*WHAT THIS EXERCISE ASKS*
1 > List every person other than Payen who is named in the account of Payen's life below.
2 > Write the next part of the account of Payen's life, picking up after its last sentence.

*DOCUMENT EXTRACT*
Payen’s father owned a factory in Grenelle, a suburb of Paris, in which sal ammoniac was made from animal waste. He would not permit his son to go to school and himself took charge of his education; the boy grew up well-informed on scientific matters but rather unsociable — traits that persisted throughout his life. The turmoil of the Hundred Days and its aftermath prevented him from entering the École Polytechnique, but he studied chemistry privately with Vauquelin and Chevreul. Payen’s first industrial venture was the manufacture of borax, which until then had been imported; but more significant was his advocacy of animal charcoal (the carbonaceous residues from the Grenelle works) as superior to wood charcoal for decolorizing purposes in the recently established beet-sugar industry. He also and his own beet-sugar factory at Vaugirard.

In 1829 Payen began to teach industrial chemistry at the Ecole Centrale des Arts et Manufactures; ten years later he was also appointed to a similar chair at the Conservatoire des Arts et Métiers, although he did not abandon his industrial interests. He wrote a large number of papers, mostly on technological matters of local and temporary concern. The subjects included manures (some in collaboration with Boussingault), sugar refining, rubber and guttapercha, water supply, potato blight, and phylloxera. Such extensive publication would imply some dilution of quality, and Berzelius had an uncharitably low opinion of Payen’s rank as a chemist. “I know the man so well”, Berzelius wrote to Wöhler on 12 January 1847, “that I never rely on him where accuracy is concerned. But when it is matter of writing pamphlet-fodder for the general public, then he is in his element”.

Payen is remembered mainly for his work on carbohydrates, some of it done with Persoz. In 1833 they found that starch was hydrolyze to sugar by a substance contained in malt, which they called diastase, now known to be a mixture of extracellular enzymes. (Their priority in this matter was disputed.) Payen later showed that starch has the same chemical composition, regardless of the species of plant from which it is prepared. In 1838 he distinguished two components in woody tissue, an isomer of starch for which he coined the name cellulose and the “true woody material”, later called lignin; the two could be separated chemically.

*DATA PROVIDED*
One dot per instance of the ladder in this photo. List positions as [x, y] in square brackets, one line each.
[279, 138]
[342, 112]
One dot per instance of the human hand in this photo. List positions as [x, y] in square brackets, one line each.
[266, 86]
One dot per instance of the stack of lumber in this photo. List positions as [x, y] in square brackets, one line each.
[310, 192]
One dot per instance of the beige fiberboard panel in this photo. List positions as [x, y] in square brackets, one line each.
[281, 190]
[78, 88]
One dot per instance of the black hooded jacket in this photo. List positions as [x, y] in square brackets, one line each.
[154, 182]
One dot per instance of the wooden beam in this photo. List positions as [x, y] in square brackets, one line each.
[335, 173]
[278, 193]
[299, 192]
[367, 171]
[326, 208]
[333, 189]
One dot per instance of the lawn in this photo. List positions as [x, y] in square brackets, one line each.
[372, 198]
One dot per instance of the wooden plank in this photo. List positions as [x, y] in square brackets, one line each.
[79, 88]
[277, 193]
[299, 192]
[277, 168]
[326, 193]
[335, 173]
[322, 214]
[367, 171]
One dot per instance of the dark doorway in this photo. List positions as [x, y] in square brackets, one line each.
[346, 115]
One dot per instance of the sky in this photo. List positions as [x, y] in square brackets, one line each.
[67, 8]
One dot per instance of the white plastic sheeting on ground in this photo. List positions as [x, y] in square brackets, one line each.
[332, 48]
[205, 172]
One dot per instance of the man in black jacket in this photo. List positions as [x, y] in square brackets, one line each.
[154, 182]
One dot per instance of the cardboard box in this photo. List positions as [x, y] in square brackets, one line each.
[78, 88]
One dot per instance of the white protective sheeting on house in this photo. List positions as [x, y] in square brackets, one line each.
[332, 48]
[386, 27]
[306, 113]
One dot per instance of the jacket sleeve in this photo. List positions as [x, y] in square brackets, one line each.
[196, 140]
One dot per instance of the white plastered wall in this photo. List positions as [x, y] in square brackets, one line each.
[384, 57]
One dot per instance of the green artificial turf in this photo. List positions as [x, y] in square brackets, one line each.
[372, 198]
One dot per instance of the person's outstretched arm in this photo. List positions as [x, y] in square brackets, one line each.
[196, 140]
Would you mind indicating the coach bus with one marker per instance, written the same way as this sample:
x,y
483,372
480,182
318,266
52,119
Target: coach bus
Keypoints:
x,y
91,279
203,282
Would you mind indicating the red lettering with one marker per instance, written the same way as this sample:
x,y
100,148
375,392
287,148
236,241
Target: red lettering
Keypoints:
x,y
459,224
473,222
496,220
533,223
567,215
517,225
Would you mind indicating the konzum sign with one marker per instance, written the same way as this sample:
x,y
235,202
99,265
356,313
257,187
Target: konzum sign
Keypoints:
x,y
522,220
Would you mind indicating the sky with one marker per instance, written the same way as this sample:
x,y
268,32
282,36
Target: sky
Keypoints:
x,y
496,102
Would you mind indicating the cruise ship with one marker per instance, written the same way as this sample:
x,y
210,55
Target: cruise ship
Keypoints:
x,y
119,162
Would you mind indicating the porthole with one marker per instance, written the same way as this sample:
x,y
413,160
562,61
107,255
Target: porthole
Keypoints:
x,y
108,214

*EXPECTED RESULTS*
1 > Vauquelin, Chevreul, Boussingault, Berzelius, Wöhler, Persoz

2 >
Payen spent all his life in the same poor quarter of Paris, much respected by his working-class neighbors. Of his five children only one daughter survived him. He is reputed never to have missed a lecture until, toward the end of 1869, he collapsed in front of his class. Even so, during the siege of Paris he devoted himself to attempts to make various unusual materials edible. He died during the Commune and was given an unpublicized and perfunctory funeral to the distant rattle of musketry.

BIBLIOGRAPHY

I. Original Works. Approximately 200 papers written by Payen or in collaboration with others are listed in the Royal Society Catalogue of Scientific Papers, IV, 783–789; VIII, 574–575; XII, 563. His books, in their various eds., are listed in Bibliothèque Nationale Catalogue general des livres imprimes, CXXXI, cols. 947–964. His most important work is the printed version of his lecture course, Manuel du cours de chimie organique appliquée aux arts industriels et agricoles, J. J. Gatnier, ed., 2 vols. (Paris, 1842–1843).

II. Secondary Literature. The most informative obituary of Payen is by J.-A. Barral, in Mémoires publies par la Société centrale d’agriculture de France (1873), 67–87. A. Girard, in Annales du Conservatoire des arts et metieers, 9 (1870) [sic], 317–331, admits to knowing little of Payen’s private life and confines himself to an account of his work. An anonymous notice in Revue scientifique, 8 (1871), 94–96, is more than a list of some of Payen’s papers with brief comments.